Instructions for the task: Extract every line of the listing below word for word, leaving the pictures out of your answer.

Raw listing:
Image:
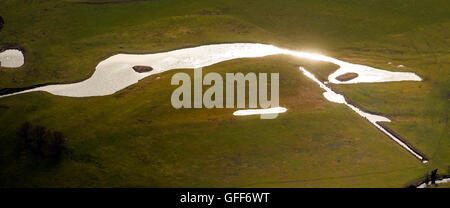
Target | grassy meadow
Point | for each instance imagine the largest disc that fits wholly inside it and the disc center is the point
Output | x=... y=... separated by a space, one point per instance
x=135 y=138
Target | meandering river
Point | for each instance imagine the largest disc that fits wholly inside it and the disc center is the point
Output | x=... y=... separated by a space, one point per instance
x=116 y=73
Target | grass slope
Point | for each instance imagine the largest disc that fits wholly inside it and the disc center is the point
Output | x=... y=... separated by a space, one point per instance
x=135 y=138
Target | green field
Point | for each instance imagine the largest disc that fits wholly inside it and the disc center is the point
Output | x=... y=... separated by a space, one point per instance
x=135 y=138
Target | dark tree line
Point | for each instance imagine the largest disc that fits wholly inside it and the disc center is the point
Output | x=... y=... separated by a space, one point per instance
x=41 y=141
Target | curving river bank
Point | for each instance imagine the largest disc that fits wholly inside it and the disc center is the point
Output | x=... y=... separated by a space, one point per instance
x=116 y=73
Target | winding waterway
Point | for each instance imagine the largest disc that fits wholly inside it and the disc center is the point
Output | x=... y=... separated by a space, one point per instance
x=116 y=73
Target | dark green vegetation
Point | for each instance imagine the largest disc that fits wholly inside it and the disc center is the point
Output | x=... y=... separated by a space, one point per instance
x=135 y=137
x=41 y=141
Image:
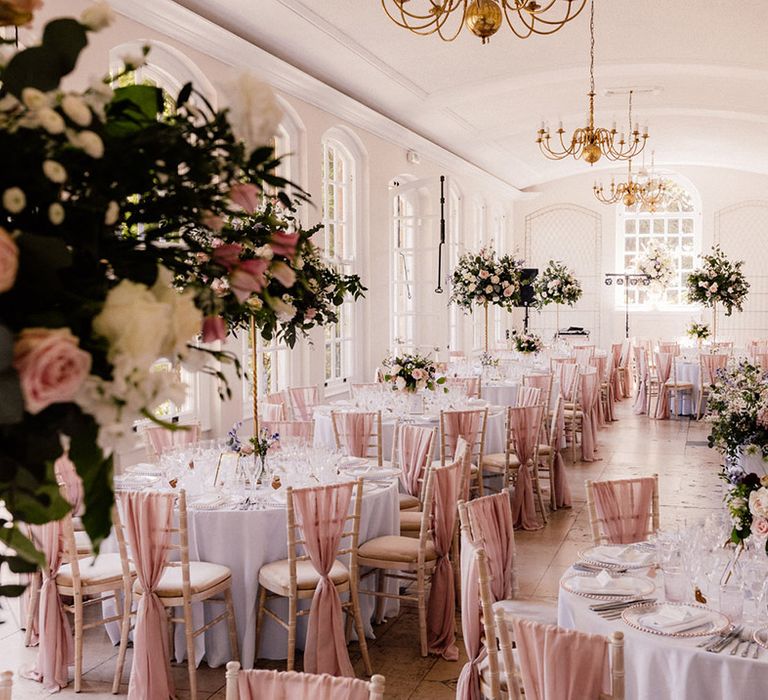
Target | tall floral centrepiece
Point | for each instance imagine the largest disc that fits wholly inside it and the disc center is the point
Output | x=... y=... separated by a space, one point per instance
x=411 y=373
x=126 y=232
x=483 y=279
x=718 y=281
x=557 y=285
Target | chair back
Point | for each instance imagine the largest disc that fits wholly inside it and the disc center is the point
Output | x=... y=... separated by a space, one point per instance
x=256 y=684
x=301 y=430
x=559 y=664
x=158 y=440
x=413 y=449
x=358 y=433
x=303 y=401
x=468 y=424
x=623 y=511
x=709 y=365
x=320 y=530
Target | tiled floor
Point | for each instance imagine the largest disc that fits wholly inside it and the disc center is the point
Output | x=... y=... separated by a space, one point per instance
x=689 y=487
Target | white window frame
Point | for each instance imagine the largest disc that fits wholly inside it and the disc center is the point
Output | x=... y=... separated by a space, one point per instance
x=623 y=255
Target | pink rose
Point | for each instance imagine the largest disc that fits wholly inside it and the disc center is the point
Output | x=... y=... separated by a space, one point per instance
x=9 y=261
x=248 y=278
x=227 y=255
x=759 y=526
x=284 y=243
x=51 y=366
x=245 y=196
x=214 y=328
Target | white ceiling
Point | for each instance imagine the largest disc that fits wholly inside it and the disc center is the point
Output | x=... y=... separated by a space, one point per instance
x=708 y=59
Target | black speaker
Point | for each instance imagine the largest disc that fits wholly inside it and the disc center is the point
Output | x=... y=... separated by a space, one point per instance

Task output:
Image:
Target | grassy meadow
Point | for each instance imagine the largest disc that fits wholly inside it and the disc center is the point
Output | x=... y=... separated by a space, one point per instance
x=135 y=138
Target | meandering river
Point | for each instance imagine the largest disc that fits wholly inside it and the disc center is the point
Output | x=... y=... separated by a space, one point per instance
x=116 y=73
Target | grass slope
Point | for each instance imagine the largest disc that fits wholly inside it and the disc center is the point
Output | x=... y=... separated by a space, one point per instance
x=135 y=138
Target | green field
Point | for each instance imagine the largest disc that fits wholly inside it and the disc center is the point
Output | x=... y=... separated by a space, one point per instance
x=135 y=138
Target | dark tree line
Point | for each instance imagine the largest disc that fits wholly inside it and the disc center is the point
Output | x=... y=... separated by a space, one point per instance
x=41 y=141
Target | curving river bank
Point | for each instance imagine the largest disc that fits wholly inside it and the disc center is the point
Output | x=... y=... separated by a space, one point per instance
x=116 y=73
Target | winding waterway
Point | for each instance imagine the largest disc that fits wholly inside it and the disc center is the point
Output | x=... y=... separated by a space, one point per instance
x=116 y=73
Target | dark green vegetation
Point | for each instance imagine the largest disc that fits wholly inside it and the disc center is the point
Output | x=... y=... separated by a space, one point per instance
x=135 y=137
x=41 y=141
Image:
Target | tall floral centrepiece
Point | for each instance imagine the largest disc that fits wholly inside it and the disc center is the point
Output | x=... y=... separated by a space, one point per instance
x=411 y=373
x=126 y=232
x=483 y=279
x=718 y=281
x=557 y=285
Target | chair back
Point | for each instance imagine the largest disc that fits wholly inside it and the disc center is the point
Output | x=... y=... separated by a space, one point per instance
x=256 y=684
x=301 y=430
x=559 y=664
x=158 y=440
x=413 y=449
x=358 y=433
x=303 y=401
x=468 y=424
x=623 y=511
x=709 y=365
x=320 y=530
Target | tiled floor
Point | for each instance imagine the largest disc that fits wholly inside it and the disc center is the point
Output | x=... y=... separated by a space, one point per instance
x=689 y=487
Target | white window frame
Point | for each instance imagine the largest disc that fits wholly inside it and the disc center is the point
Output | x=... y=... separated by a space, one point per instance
x=623 y=255
Target | pink rose
Point | for each instance imagine the largest disc that fits wholly inside it and the disc center is the point
Output | x=... y=... separated by a space, one point per instance
x=9 y=261
x=248 y=278
x=227 y=255
x=759 y=526
x=284 y=243
x=51 y=366
x=245 y=196
x=214 y=328
Target | white ceiling
Point | for each instance imagine the largest disc that fits wholly inside it and the disc center is the point
Output | x=... y=... separated by a space, one point per instance
x=708 y=59
Target | black speaker
Point | for each instance imagine the largest disc that fits wholly inside it and the disc center is the point
Output | x=... y=... separated by a space, one point per instance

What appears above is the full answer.